Aim —
Pick out each line in the material below that contains the string "flag" and copy those lines.

Point placement records —
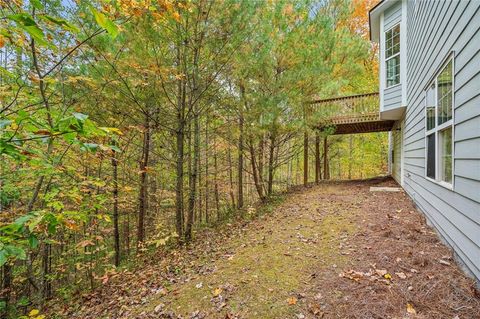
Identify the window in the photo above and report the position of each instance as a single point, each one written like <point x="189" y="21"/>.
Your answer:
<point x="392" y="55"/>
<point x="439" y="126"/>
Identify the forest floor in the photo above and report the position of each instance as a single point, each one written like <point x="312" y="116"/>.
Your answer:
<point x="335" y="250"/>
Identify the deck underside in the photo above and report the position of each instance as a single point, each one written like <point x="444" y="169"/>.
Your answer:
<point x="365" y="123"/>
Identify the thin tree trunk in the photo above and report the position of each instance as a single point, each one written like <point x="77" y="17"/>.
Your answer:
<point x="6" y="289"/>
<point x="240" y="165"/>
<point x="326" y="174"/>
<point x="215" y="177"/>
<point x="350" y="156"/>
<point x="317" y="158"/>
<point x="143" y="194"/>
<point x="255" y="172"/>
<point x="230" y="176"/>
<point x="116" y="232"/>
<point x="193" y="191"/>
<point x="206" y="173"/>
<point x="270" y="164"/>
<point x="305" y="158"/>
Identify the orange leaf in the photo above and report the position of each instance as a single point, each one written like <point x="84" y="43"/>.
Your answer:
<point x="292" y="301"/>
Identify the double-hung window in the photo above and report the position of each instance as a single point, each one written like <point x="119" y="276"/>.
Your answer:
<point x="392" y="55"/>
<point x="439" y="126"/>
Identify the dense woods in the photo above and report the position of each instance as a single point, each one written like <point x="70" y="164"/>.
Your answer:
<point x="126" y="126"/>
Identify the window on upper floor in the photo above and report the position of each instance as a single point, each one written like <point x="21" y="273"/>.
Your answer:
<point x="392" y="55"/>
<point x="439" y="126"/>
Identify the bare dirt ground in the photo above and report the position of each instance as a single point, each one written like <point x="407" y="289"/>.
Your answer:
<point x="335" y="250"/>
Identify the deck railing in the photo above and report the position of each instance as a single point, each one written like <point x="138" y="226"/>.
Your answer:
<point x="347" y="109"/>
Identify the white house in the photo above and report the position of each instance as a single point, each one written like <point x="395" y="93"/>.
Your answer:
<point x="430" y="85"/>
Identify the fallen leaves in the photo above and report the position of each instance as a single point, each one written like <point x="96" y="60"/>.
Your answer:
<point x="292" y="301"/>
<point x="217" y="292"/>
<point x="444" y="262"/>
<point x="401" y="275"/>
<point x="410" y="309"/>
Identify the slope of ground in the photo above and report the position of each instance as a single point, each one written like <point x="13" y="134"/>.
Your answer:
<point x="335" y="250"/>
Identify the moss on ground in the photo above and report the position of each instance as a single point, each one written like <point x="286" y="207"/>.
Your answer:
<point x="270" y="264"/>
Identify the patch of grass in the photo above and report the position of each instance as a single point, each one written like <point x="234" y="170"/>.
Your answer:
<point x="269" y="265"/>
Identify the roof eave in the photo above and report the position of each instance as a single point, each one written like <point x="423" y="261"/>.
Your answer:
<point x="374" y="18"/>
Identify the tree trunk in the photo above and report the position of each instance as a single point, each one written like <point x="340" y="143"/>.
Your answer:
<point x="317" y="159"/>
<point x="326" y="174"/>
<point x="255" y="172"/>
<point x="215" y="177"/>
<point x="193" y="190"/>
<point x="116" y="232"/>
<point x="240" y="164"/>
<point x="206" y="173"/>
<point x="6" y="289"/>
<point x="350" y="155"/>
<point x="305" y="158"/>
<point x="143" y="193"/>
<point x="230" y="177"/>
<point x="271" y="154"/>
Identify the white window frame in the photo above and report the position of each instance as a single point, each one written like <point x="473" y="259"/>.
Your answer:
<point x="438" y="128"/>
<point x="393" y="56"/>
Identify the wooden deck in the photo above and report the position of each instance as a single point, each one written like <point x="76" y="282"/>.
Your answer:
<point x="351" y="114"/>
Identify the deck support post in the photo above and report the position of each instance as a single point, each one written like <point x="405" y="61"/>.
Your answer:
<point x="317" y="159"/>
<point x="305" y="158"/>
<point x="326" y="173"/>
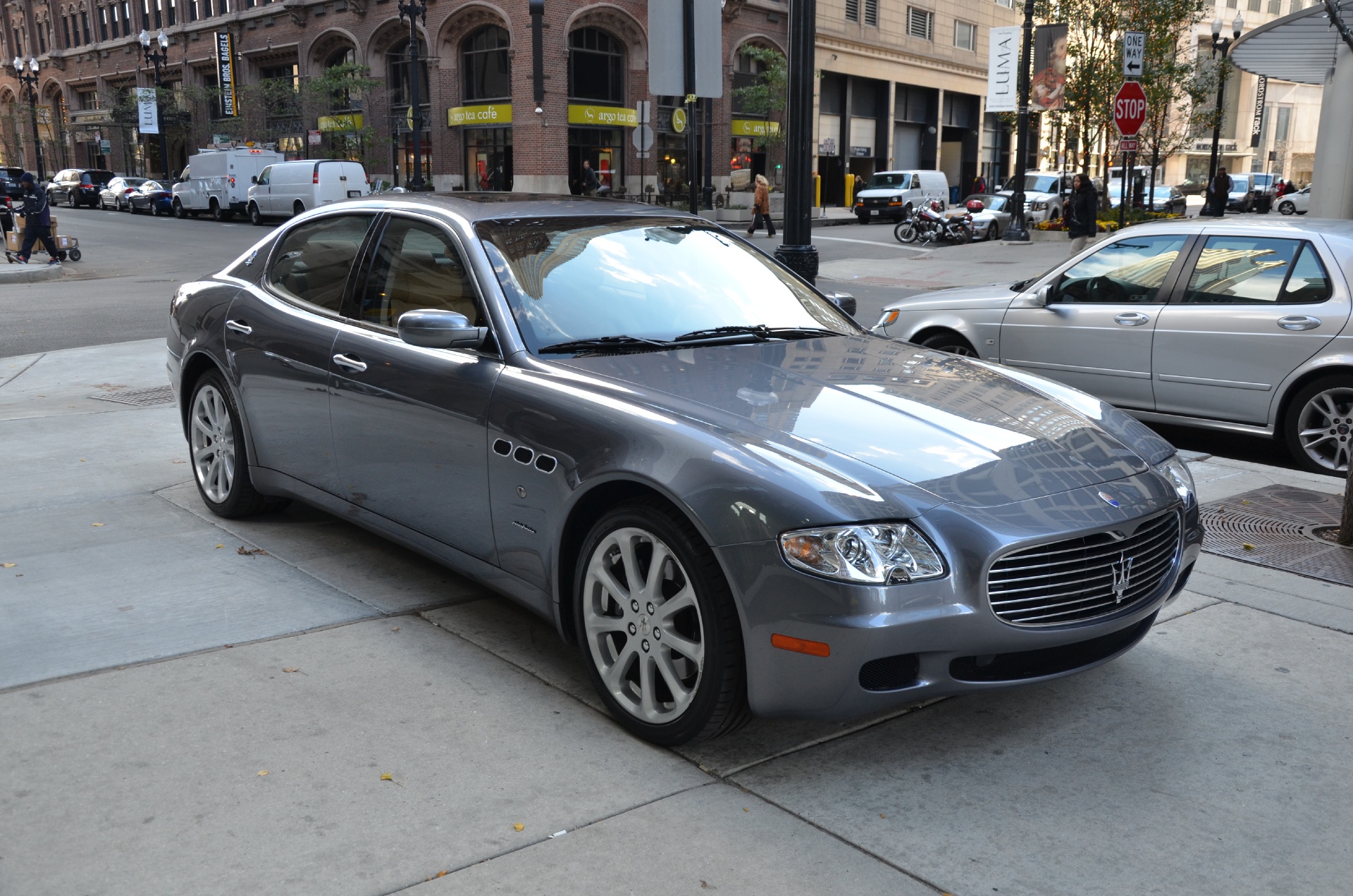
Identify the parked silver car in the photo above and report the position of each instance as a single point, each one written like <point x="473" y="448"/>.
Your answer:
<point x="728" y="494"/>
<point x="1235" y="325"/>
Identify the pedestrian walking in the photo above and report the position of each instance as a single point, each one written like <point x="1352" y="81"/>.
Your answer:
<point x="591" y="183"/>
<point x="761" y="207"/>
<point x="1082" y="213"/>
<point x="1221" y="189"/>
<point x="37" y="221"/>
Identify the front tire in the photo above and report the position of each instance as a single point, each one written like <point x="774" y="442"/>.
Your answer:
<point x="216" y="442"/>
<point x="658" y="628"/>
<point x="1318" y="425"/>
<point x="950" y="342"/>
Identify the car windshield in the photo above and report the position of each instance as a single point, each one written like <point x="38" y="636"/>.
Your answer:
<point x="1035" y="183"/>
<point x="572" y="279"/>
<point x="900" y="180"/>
==
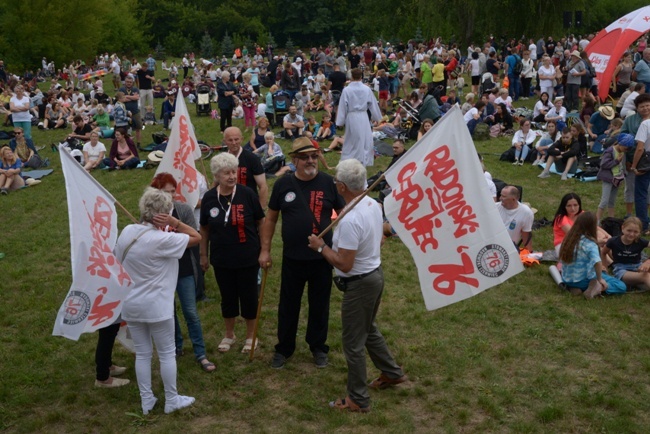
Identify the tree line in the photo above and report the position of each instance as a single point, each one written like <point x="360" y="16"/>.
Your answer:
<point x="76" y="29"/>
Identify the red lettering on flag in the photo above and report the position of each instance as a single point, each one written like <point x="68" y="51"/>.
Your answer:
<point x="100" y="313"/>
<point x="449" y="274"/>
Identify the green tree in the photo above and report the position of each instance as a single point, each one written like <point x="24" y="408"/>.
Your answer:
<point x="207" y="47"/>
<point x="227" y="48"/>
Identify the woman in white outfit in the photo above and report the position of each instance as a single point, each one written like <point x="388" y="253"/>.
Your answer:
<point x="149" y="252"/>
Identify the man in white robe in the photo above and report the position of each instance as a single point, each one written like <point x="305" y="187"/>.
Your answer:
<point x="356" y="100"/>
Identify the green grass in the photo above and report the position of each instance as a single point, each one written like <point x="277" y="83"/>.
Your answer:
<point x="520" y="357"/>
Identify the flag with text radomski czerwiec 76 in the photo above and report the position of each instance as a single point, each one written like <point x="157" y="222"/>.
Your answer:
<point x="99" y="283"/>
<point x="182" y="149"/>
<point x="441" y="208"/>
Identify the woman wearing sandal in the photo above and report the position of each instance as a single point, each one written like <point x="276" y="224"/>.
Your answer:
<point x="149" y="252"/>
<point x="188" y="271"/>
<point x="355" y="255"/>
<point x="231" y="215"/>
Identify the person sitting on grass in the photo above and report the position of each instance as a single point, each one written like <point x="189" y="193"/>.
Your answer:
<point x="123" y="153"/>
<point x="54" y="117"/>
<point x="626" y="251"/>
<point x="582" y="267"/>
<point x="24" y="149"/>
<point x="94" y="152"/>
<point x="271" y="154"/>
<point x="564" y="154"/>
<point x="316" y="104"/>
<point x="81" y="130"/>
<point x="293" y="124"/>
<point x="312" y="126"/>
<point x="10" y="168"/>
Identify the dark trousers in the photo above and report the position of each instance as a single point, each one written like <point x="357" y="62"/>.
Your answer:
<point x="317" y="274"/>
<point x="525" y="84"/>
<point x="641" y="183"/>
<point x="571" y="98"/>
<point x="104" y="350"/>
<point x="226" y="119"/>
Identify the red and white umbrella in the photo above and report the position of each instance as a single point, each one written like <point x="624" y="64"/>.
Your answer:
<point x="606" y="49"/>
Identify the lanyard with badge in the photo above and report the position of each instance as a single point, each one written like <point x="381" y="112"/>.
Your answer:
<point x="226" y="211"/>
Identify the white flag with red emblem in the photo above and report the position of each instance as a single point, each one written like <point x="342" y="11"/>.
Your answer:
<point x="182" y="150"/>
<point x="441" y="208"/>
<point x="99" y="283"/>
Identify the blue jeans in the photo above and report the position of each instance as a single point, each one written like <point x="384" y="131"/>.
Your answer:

Reply to the task —
Identify the red lettering on flag in the photo above and report the position of each instance as a single point, each one written like <point x="68" y="51"/>.
Identify the flag with text radomski czerwiec 76 in the photo above and report the position of each instance as a single point, each one written like <point x="157" y="222"/>.
Identify the white flag with red emblem in the photo above and report the position of each instance as a single point, each one written like <point x="342" y="11"/>.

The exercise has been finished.